= Instructions for the task =
Pick out each line in the material below that contains the string "chunk" and copy those lines.

--- start of Items ---

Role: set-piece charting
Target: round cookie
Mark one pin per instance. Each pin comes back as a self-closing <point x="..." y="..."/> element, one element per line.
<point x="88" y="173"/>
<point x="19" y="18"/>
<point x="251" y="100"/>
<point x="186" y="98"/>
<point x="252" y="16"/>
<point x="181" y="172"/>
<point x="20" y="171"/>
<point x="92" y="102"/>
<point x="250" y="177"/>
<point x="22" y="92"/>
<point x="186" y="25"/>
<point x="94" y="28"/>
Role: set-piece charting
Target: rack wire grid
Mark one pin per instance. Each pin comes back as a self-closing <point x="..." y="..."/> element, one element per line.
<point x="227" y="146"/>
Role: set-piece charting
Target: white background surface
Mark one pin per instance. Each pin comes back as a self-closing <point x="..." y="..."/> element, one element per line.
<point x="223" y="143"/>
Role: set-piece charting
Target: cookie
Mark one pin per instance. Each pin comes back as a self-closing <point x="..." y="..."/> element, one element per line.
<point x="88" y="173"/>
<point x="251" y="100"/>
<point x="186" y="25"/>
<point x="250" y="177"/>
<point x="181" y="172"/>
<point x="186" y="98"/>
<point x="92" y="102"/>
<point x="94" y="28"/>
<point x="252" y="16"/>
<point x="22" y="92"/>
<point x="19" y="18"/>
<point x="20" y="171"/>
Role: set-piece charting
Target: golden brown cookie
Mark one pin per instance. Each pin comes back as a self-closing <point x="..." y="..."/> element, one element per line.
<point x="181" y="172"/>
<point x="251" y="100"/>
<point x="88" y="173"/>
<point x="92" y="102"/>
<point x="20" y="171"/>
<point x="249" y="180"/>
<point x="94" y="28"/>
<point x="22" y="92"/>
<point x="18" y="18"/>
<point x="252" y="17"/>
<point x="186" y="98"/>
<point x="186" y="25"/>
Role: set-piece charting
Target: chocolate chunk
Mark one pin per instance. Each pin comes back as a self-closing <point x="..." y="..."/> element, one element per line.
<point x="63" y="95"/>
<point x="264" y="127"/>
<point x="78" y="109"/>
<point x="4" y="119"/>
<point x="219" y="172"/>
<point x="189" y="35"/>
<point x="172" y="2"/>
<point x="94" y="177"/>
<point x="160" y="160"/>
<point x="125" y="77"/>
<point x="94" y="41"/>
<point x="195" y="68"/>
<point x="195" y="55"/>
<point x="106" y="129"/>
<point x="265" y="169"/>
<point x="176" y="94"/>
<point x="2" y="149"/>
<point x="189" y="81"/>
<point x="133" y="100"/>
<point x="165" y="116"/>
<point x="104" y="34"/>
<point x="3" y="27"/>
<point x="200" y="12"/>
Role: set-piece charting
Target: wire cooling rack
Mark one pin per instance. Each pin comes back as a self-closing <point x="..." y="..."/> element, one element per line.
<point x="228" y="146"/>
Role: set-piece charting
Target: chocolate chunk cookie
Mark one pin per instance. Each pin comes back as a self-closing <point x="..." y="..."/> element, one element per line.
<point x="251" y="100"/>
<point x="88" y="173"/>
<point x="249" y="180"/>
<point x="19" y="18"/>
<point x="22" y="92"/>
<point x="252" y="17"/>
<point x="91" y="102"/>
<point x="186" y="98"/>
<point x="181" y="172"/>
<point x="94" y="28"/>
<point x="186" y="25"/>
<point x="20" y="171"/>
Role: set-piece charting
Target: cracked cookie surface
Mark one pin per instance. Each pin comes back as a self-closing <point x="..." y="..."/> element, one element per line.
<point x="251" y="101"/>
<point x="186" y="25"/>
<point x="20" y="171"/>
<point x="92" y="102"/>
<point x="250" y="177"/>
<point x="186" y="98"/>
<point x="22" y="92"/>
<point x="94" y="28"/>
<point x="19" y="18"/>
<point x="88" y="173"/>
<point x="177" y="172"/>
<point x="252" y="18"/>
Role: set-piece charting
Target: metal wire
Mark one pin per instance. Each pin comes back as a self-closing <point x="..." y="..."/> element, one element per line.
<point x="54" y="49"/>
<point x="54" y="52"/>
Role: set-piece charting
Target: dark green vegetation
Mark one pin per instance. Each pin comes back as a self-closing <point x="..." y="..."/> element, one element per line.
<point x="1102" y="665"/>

--- end of Items ---

= Exercise result =
Target: chocolate chunk
Target: chocolate chunk cookie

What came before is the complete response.